— DATA FOR THE TASK —
┌──

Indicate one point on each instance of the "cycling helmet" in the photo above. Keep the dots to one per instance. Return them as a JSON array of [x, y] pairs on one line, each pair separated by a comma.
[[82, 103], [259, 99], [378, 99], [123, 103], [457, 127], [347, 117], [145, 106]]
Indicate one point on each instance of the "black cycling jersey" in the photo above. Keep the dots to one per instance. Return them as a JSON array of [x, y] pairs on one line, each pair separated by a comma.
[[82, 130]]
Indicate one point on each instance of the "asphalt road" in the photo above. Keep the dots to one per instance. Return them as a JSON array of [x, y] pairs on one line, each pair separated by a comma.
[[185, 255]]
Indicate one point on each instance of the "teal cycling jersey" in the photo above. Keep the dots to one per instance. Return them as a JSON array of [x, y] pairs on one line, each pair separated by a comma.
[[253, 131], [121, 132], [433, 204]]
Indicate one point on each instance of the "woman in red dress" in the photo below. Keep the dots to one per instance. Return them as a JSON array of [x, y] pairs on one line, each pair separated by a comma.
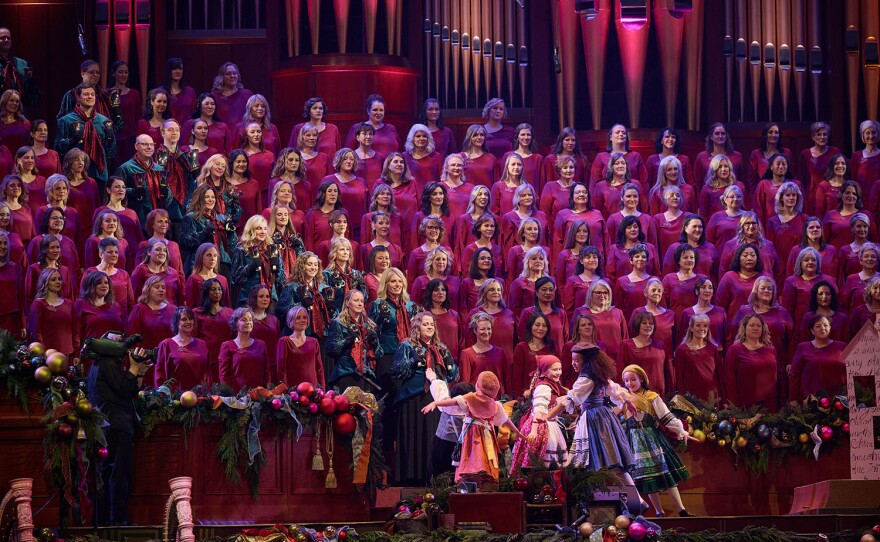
[[718, 144], [668, 145], [242, 361], [697, 361], [479, 166], [670, 172], [14, 310], [751, 368], [182, 357], [644, 350], [537, 341], [51, 319], [299, 356], [482, 355], [817, 364], [315, 111]]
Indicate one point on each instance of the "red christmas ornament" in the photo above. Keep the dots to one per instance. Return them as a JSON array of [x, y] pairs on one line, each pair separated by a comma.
[[344, 424]]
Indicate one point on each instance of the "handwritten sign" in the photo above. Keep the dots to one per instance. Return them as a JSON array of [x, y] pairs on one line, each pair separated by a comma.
[[862, 357]]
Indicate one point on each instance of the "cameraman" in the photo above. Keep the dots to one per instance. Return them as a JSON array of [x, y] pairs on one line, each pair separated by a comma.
[[112, 388]]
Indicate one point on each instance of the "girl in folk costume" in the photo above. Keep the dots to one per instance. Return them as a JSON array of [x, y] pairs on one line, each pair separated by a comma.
[[657, 466], [545, 437], [482, 413]]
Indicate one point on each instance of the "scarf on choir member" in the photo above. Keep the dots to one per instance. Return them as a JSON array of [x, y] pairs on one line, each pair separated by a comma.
[[92, 145]]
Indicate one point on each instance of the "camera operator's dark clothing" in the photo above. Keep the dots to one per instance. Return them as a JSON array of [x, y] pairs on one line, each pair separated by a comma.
[[112, 389]]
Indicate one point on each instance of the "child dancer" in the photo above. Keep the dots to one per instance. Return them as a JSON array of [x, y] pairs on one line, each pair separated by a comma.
[[479, 448], [657, 466], [546, 439]]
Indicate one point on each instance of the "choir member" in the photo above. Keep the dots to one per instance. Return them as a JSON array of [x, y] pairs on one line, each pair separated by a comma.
[[537, 341], [817, 364], [386, 140], [618, 143], [736, 284], [51, 316], [151, 316], [14, 311], [670, 172], [643, 350], [751, 367], [182, 357], [257, 260], [243, 361], [305, 286], [315, 111], [697, 361], [298, 356]]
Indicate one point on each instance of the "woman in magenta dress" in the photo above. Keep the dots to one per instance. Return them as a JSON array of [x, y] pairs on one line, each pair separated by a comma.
[[777, 175], [720, 175], [218, 131], [34, 184], [824, 301], [182, 357], [48, 161], [618, 143], [848, 255], [13, 312], [482, 355], [257, 110], [678, 287], [155, 263], [736, 284], [718, 321], [576, 239], [607, 194], [807, 273], [837, 221], [545, 303], [16, 200], [630, 234], [723, 224], [749, 232], [298, 356], [49, 257], [817, 364], [668, 145], [181, 97], [436, 300], [855, 284], [537, 341], [386, 139], [491, 301], [697, 362], [155, 113], [51, 319], [588, 269], [421, 156], [479, 166], [438, 265], [764, 301], [828, 192], [480, 268], [229, 93], [751, 368], [644, 350], [315, 111], [629, 288], [151, 316], [242, 360], [813, 162]]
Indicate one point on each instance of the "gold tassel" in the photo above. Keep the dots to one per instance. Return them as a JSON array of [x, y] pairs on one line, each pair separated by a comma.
[[330, 481], [317, 459]]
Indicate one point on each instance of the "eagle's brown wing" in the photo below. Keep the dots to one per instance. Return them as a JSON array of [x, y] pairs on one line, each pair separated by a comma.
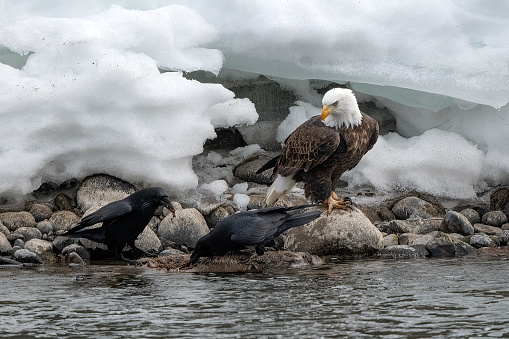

└──

— AIM —
Rewrite the listing above as a numbered list, one line per item, leaving out blank lines and the pictures.

— EXERCISE RESULT —
1. Indicate one point on each instance of the "cycling helmet" in the photo above. Keep the dots to one per instance. Return them as a JSON array of [x, y] pairs on one line, each pair separated by a comma.
2. [[82, 103], [259, 99], [378, 99], [123, 103], [457, 127], [347, 117], [145, 106]]
3. Indicate one point on each instance of the "black cycling jersey" in the photo above. Keep the dots to one per instance. Return them as a JSON array of [x, y] pairs on one line, each pair separated by a comma.
4. [[82, 130]]
5. Indicate one point on each instance of the "asphalt road" in the photo above. Keep the dots to one per instance. Return them as a JSON array of [x, y] pairs on one line, each pair separated by a comma.
6. [[185, 255]]
7. Indicate one point on each instance of the "teal cycling jersey" in the photo above. Keep the dots to one per instance. Return them as a JSON array of [x, y] pairs on one line, each pair separated by a comma.
8. [[253, 131], [121, 132], [433, 204]]
9. Indicate one point on each instance of the "woman in red dress" in the photo below. Keep the dots to one per instance. Return them as a JSON array of [x, y] pairs on one line, each pair separated by a comma.
10. [[718, 144], [668, 145], [242, 361], [697, 361], [479, 166], [670, 172], [14, 310], [751, 368], [182, 357], [644, 350], [537, 341], [51, 319], [299, 356], [482, 355], [817, 364], [315, 111]]
11. Indicate one point on each instance of the "red christmas ornament" in the photo above. Keep the dots to one per instance. Return them as a JSON array of [x, y] pairs on one line, each pair separated by a comma.
12. [[344, 424]]
13. Indicate one point on each instance of the "handwritten sign" in the photo above. Keep the dots to one per instance. Return them as a JSON array of [x, y] pairs on one line, each pair separated by a comma.
14. [[862, 357]]
15. Indicate one point on each instance of the "cameraman" in the photo above. Keep the dots to one per instance. Return them as a JSON array of [x, y] pairs on one line, each pair separated by a comma.
16. [[112, 388]]
17. Indicate one point on each instance of the "girl in folk costume" in the photo above. Keep the dots to one per instance. Return them as a JSON array of [x, y] pairs on one line, each pair separated by a comma.
18. [[657, 466], [545, 437], [482, 413]]
19. Indicate one point on each instance of the "scarf on choir member" in the photo above. Keep the dots to one per instance. Return them as a JSON array of [x, y] pairs on one line, each pair separated by a comma.
20. [[92, 145]]
21. Indicate one point on each instance of the "camera operator's dark clothing" in the photo above. Keep the dots to one per instance. Return them as a JSON array of [x, y] pairs on one line, each pair separated by a comma.
22. [[112, 389]]
23. Indicate one point on each instance of the "child dancer" in the photo above. Keep the dots to one per instance. Return them as a JSON array of [x, y] pairs on one line, each pair separated by a comma.
24. [[479, 448], [657, 466], [546, 439]]
25. Indicate one point on each instance of the "choir member" in the photo above. Keep the dots to one per instance. Return them as a JSON array of [x, y] pairs on one line, each pair separated by a comma.
26. [[537, 341], [817, 364], [386, 140], [618, 143], [736, 284], [51, 316], [151, 316], [14, 311], [670, 172], [643, 350], [751, 367], [182, 357], [257, 260], [243, 361], [305, 286], [315, 111], [697, 361], [298, 356]]
27. Indicate one point on each instance of the "woman in magenta dress" in the photo above. Keep the dots to one per instance. Return them as a JSON array of [x, y] pairs on one line, each pair separated by a comma.
28. [[777, 175], [720, 175], [218, 131], [34, 184], [824, 301], [182, 357], [48, 161], [618, 143], [848, 255], [13, 312], [482, 355], [257, 110], [678, 287], [155, 263], [736, 284], [718, 321], [576, 239], [607, 194], [807, 273], [837, 221], [545, 303], [16, 200], [630, 234], [723, 224], [749, 232], [298, 356], [49, 257], [817, 364], [668, 145], [181, 97], [436, 300], [855, 284], [537, 341], [386, 139], [491, 301], [697, 362], [155, 113], [51, 319], [588, 269], [421, 156], [479, 166], [438, 265], [764, 301], [828, 192], [480, 268], [229, 93], [751, 368], [644, 350], [315, 111], [629, 288], [151, 316], [242, 360], [813, 162]]
29. Indicate one point on each instance of the "gold tassel" in the photo above. Keep the dots to one per instance. Return them as a JSON array of [x, y] pairs on one line, each pair separated by a comma.
30. [[330, 481], [317, 459]]
31. Indicate one point on each instance of the "eagle's brown wing" in the photo below. Keep the dots to one per instance. Return them as a JSON array of [x, y] pairs on one line, each pair separated by a comma.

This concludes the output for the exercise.